--- Start RECORDS PROVIDED ---

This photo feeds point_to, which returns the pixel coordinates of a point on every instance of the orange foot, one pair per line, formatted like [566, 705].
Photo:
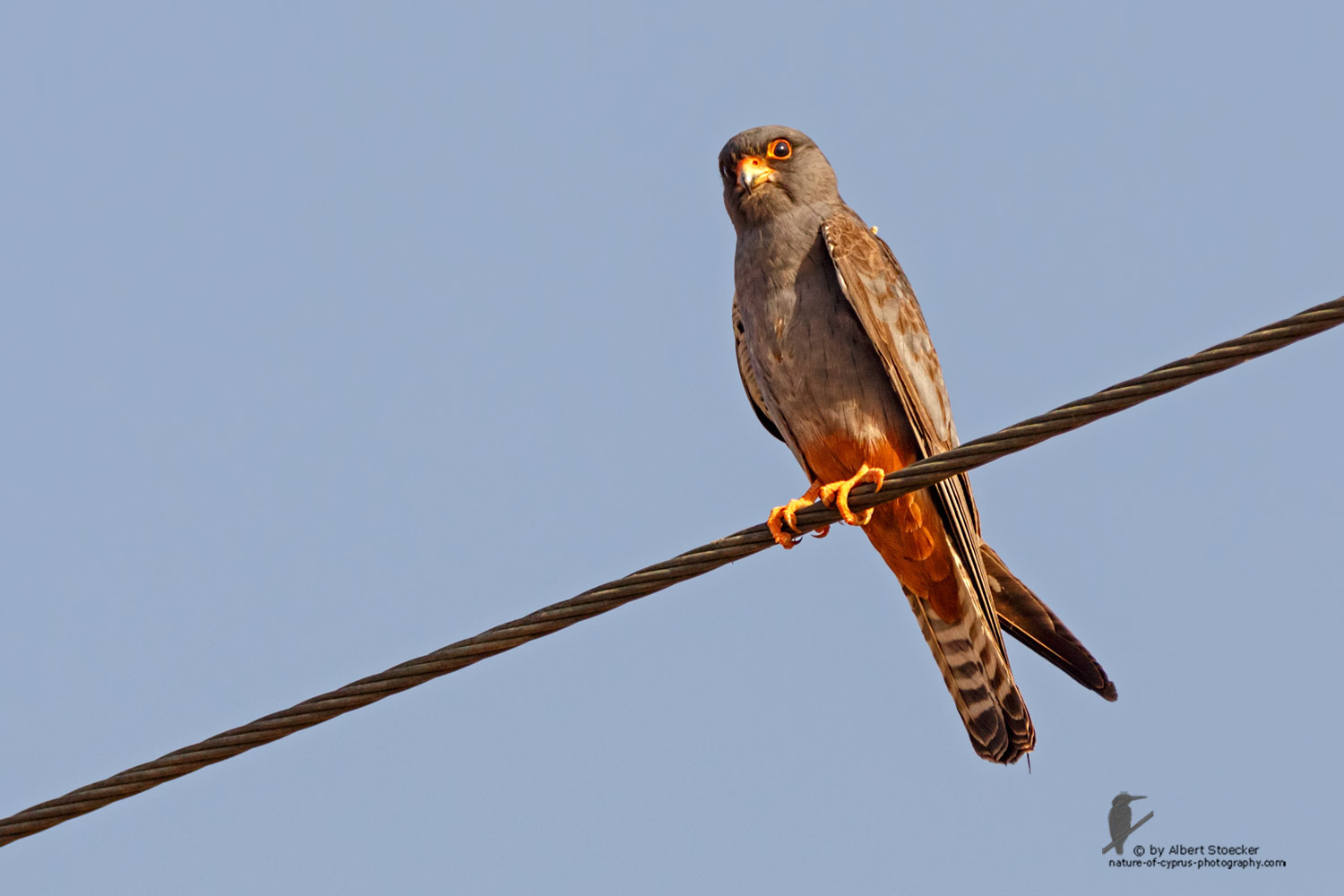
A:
[836, 495]
[787, 516]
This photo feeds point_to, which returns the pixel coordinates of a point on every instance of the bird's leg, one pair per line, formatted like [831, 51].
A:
[787, 516]
[836, 495]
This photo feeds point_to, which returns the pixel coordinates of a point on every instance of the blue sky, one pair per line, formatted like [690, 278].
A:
[335, 335]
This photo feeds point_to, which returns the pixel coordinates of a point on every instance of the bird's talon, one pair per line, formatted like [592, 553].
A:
[836, 495]
[787, 514]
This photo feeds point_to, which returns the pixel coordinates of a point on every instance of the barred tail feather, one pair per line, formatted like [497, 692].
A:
[980, 683]
[964, 645]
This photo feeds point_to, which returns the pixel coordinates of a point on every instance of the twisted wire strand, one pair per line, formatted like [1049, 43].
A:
[655, 578]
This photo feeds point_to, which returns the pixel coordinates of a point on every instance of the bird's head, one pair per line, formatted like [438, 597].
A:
[771, 171]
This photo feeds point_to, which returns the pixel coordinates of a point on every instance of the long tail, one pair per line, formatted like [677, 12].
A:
[964, 645]
[1027, 618]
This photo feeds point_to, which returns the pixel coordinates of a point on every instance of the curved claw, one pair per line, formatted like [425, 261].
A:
[788, 516]
[836, 495]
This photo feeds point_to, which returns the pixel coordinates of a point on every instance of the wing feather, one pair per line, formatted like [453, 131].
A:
[879, 293]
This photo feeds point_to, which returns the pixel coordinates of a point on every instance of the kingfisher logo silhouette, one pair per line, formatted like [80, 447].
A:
[1118, 821]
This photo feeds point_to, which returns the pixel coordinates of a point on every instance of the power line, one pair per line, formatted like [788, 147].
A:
[655, 578]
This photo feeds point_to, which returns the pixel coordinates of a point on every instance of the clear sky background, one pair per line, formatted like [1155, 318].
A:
[338, 332]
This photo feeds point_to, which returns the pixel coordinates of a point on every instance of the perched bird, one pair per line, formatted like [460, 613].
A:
[1120, 818]
[836, 359]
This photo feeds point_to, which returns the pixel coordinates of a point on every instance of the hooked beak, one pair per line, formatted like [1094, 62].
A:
[753, 171]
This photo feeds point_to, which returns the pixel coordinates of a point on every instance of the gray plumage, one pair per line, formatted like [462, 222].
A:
[835, 357]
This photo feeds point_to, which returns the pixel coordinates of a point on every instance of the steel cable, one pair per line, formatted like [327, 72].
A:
[655, 578]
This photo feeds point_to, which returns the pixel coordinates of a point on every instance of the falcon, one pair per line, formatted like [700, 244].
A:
[836, 360]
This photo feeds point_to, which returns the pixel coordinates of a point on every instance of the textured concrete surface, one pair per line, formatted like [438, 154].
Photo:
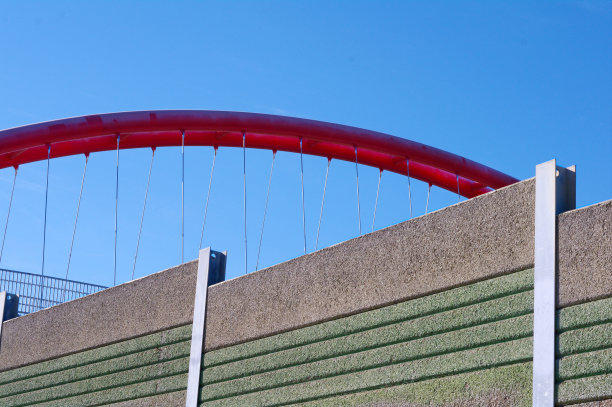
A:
[484, 237]
[586, 388]
[498, 387]
[154, 303]
[427, 343]
[175, 399]
[476, 239]
[92, 356]
[390, 375]
[427, 308]
[600, 403]
[585, 254]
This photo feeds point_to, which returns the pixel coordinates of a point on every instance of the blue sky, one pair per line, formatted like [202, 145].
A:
[507, 84]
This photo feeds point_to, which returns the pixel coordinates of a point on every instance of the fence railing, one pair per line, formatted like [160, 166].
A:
[37, 292]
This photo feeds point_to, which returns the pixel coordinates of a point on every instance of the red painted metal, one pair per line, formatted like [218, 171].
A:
[88, 134]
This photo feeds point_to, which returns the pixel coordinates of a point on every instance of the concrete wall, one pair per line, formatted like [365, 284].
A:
[437, 309]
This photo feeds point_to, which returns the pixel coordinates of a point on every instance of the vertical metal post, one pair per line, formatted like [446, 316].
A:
[2, 302]
[555, 193]
[211, 270]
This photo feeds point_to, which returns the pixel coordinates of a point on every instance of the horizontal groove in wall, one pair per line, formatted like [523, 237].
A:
[584, 315]
[585, 389]
[487, 290]
[467, 388]
[587, 339]
[579, 340]
[418, 338]
[112, 382]
[341, 366]
[175, 398]
[97, 369]
[159, 386]
[585, 364]
[460, 362]
[115, 350]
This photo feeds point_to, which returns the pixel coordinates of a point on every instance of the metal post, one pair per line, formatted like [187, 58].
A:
[555, 193]
[2, 302]
[211, 270]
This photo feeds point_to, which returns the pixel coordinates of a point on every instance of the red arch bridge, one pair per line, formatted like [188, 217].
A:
[185, 128]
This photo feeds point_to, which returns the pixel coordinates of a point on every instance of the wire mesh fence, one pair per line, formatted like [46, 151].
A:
[37, 292]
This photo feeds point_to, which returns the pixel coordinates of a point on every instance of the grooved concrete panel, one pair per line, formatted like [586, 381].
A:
[155, 303]
[585, 254]
[477, 239]
[470, 344]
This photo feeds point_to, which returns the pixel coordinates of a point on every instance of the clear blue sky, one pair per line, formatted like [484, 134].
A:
[507, 84]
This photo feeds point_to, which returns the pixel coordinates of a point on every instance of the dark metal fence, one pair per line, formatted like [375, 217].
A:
[37, 292]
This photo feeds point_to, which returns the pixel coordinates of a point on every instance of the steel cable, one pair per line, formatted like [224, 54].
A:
[263, 222]
[183, 196]
[42, 272]
[303, 203]
[116, 212]
[144, 206]
[322, 202]
[376, 202]
[212, 170]
[8, 213]
[409, 188]
[74, 228]
[244, 195]
[358, 206]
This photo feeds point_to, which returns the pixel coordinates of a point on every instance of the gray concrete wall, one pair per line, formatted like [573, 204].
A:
[477, 239]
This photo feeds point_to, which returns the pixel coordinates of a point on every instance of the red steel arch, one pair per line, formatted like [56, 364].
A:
[88, 134]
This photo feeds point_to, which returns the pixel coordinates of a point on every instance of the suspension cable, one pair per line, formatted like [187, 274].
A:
[212, 170]
[427, 202]
[8, 212]
[303, 204]
[409, 189]
[183, 196]
[322, 202]
[358, 206]
[263, 222]
[244, 195]
[376, 202]
[42, 272]
[75, 223]
[116, 212]
[144, 206]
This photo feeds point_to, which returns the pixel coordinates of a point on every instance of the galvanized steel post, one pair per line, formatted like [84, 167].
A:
[555, 193]
[211, 270]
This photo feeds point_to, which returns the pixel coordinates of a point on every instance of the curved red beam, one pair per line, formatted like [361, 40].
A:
[94, 133]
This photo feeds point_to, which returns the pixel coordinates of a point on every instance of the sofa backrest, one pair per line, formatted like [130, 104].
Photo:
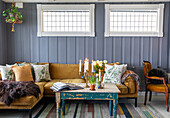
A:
[64, 71]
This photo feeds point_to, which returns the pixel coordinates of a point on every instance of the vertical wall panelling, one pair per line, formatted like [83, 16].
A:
[26, 46]
[80, 48]
[53, 49]
[44, 49]
[118, 47]
[71, 50]
[168, 44]
[108, 49]
[62, 50]
[33, 35]
[3, 42]
[100, 31]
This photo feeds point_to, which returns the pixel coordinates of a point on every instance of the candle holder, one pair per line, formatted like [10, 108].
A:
[85, 76]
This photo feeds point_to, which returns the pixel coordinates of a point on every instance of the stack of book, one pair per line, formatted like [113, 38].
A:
[59, 86]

--- End RECORDS PROVIDED ---

Print each entry shown above with exact wording and no pictures.

# TASK RESULT:
This photo feeds point_to, which returns the pixel coordinates of a point on every instance of the orange foot, one pair per line, formatted like [566, 705].
Photo:
A:
[836, 495]
[787, 516]
This photo feeds point_to, which returns the pixel coordinates of a point on every instance of the bird's leg, one pair per line, formatted like [831, 51].
A:
[787, 516]
[836, 495]
This photo feeds point_to, which returns the pixel coordinates of a point on every instance of the blue sky, one pair per line, formatted like [690, 278].
A:
[335, 335]
This photo feeds point_to, which returns the pixel coordinates of a point on every instance of the bird's talon, one pair per line, formatted like [592, 553].
A:
[836, 495]
[787, 514]
This photo feeds point_to, which returns the pixel coordinates of a point on every instance of the barred tail feather, one pair per line, formatted like [497, 692].
A:
[980, 683]
[964, 645]
This photo feeds point_to, which returns the pixel coordinates of a point on every instance of the twisted wire strand, one pair per line, formatted like [1049, 43].
A:
[655, 578]
This photo feeds point_to, which returns the pixel coordinates of a point on every instance of the bird's head, one pair per line, formatted like [438, 597].
A:
[771, 171]
This photo feeds point_to, which returns the pixel coordinates of a point on every instance of the long tail, one pair per line, formatted like [677, 12].
A:
[964, 645]
[1027, 618]
This photo feeds point_to, which returns the pixel coordinates of a point on every instance of the curved claw, one pair per line, formatted like [425, 261].
A:
[788, 516]
[836, 495]
This photo feeds point_to, which returns the pixel coordinates of a point on every instance of the wing feather, one pair per line, formatted like [453, 131].
A:
[879, 293]
This photo feeds point_to, which returns the pixel coordinates of a point on every instance of the kingfisher logo silhouette, one pair per line, formatted like [80, 447].
A:
[1118, 821]
This photo feeds point_to, which returns the pixel coordinates of a point on every instance of the power line, one pair per line, formatted like [788, 147].
A:
[655, 578]
This photo feeds point_to, which returns the pixel coordinates of a point on every instance of the clear sky background, one pair per line, formatted like [1155, 318].
A:
[338, 332]
This photo feeds point_to, which returns the pixel coordinates of a point on every instance of the perched bird, one pair per line, formatted like [460, 613].
A:
[1120, 818]
[836, 359]
This photo feeds point_to, which returns the pixel coordinates of a point on every instance of the hooked beak, one pair per line, formatted like [1094, 62].
A:
[753, 171]
This photo feeds point_to, which returns the pixel coordinates of a point on every instance of the gray plumage, one pair per line, formatted like [462, 222].
A:
[835, 357]
This photo feeds point_to, which returns the pixel coordinates of a point on every instance of the steel cable, one pair per line, formatted like [327, 72].
A:
[655, 578]
This photo feeds point_to, which returns the pixel coordinates of a point on every instance of the falcon, one pair per line, formatted like [700, 244].
A:
[836, 360]
This photo feeds point_to, which returns the pixel coordinates of a point on every instance of the textured concrete surface, one pair per line, formatted like [438, 154].
Photo:
A:
[484, 237]
[586, 388]
[498, 387]
[154, 303]
[427, 343]
[175, 399]
[476, 239]
[92, 356]
[390, 375]
[427, 308]
[600, 403]
[585, 254]
This photo feeds point_to, which returns the pixel coordinates of a point on every instance of the blue sky, one pair per line, formatted like [202, 145].
A:
[507, 84]
This photo feeds point_to, which returns the pixel coordinates of a point on every instance of the fence railing, one pair per line, formatted like [160, 166].
A:
[37, 292]
This photo feeds point_to, which returns the pixel coordinates of a point on every instance of the red painted metal, one pair per line, formatted like [218, 171].
A:
[88, 134]
This photo feeds point_to, which returns the pixel coordinates of a point on every instance of the concrete wall, one pair per line, formatted like [365, 284].
A:
[437, 309]
This photo feeds point_to, which returns the pixel coordinates of a point on every instance of the vertical metal post, one pair per line, formatted like [446, 316].
A:
[2, 302]
[555, 193]
[211, 270]
This photo feeds point_to, which returns the pixel coordinates of a point on every instance of the horizontal groove in wall, one pair per line, formatted like [523, 237].
A:
[584, 315]
[585, 389]
[487, 290]
[467, 388]
[587, 339]
[579, 340]
[418, 338]
[112, 382]
[341, 366]
[175, 398]
[97, 369]
[159, 386]
[585, 364]
[460, 362]
[115, 350]
This photo feeds point_to, which returns the pixel coordinates of a point on every instance of the metal post, one pair per line, formatted like [187, 58].
A:
[555, 193]
[2, 302]
[211, 270]
This photo feeds point_to, which returns the pixel coordinates of a point on every instance of the red arch bridge, one pair per line, formatted like [188, 217].
A:
[185, 128]
This photo feeds point_to, which returns the pixel coordinates of a point on every instance of the wire mesh fence, one pair per line, formatted like [46, 151].
A:
[37, 292]
This photo feeds point_to, which returns the pixel coordinates of a point on every instance of the grooved concrete panel, one pair per line, formatted like [586, 381].
A:
[155, 303]
[585, 254]
[477, 239]
[470, 344]
This photo feeds point_to, which returns the pixel coordinates of a point on every instance of the clear blue sky, one pair per line, formatted like [484, 134].
A:
[507, 84]
This photo feeds point_to, which returns the pixel coordinates of a point on every instance of the dark metal fence, one pair per line, formatted like [375, 217].
A:
[37, 292]
This photo feeds point_to, which returns the pixel coordinates of a point on every instance of the steel cable, one pair per line, formatted like [224, 54].
A:
[263, 222]
[183, 196]
[42, 272]
[303, 203]
[116, 212]
[144, 206]
[322, 202]
[376, 202]
[212, 170]
[8, 213]
[409, 188]
[74, 228]
[244, 195]
[358, 206]
This photo feeds point_to, which returns the pixel coordinates of a point on every instance of the gray concrete wall, one pair per line, formatted like [573, 204].
A:
[477, 239]
This photo feeds point_to, which returns the pixel coordinates of a point on every instance of the red steel arch, one pair per line, formatted like [56, 364].
A:
[88, 134]
This photo feeds point_to, which returns the pixel coordinates of a point on every instance of the suspension cable, one pair per line, formatted like [187, 274].
A:
[212, 170]
[427, 202]
[8, 212]
[303, 204]
[409, 189]
[183, 196]
[322, 202]
[358, 206]
[263, 222]
[244, 195]
[376, 202]
[42, 272]
[75, 223]
[116, 212]
[144, 206]
This photo feeds point_to, which returns the pixel coordinates of a point on every instance of the galvanized steel post, one pair per line, formatted like [84, 167].
A:
[555, 193]
[211, 270]
This photo feeds point_to, which returns the pixel coordinates of a point on every instance of the curved red beam, one pair per line, formatted like [361, 40].
A:
[94, 133]
This photo feeds point_to, which returns the pixel coordinates of a point on every instance of the sofa backrest, one pair per line, formatted like [130, 104].
Photo:
A:
[64, 71]
This photo feeds point_to, which returns the pixel coordinates of a point on every instance of the vertical wall panelling, one pair per line, formatted like [83, 16].
A:
[26, 46]
[80, 48]
[53, 49]
[44, 49]
[118, 47]
[71, 50]
[168, 44]
[108, 49]
[62, 50]
[33, 35]
[3, 42]
[100, 31]
This photo feeds point_to, which returns the pixel coordinates of a point on every instance of the candle holder, one pair per line, formatted like [10, 108].
A:
[85, 76]
This photo feeds point_to, which returns the pixel coordinates of a point on every instance of the stack of book, one pair per line, formatted like [113, 38].
A:
[59, 86]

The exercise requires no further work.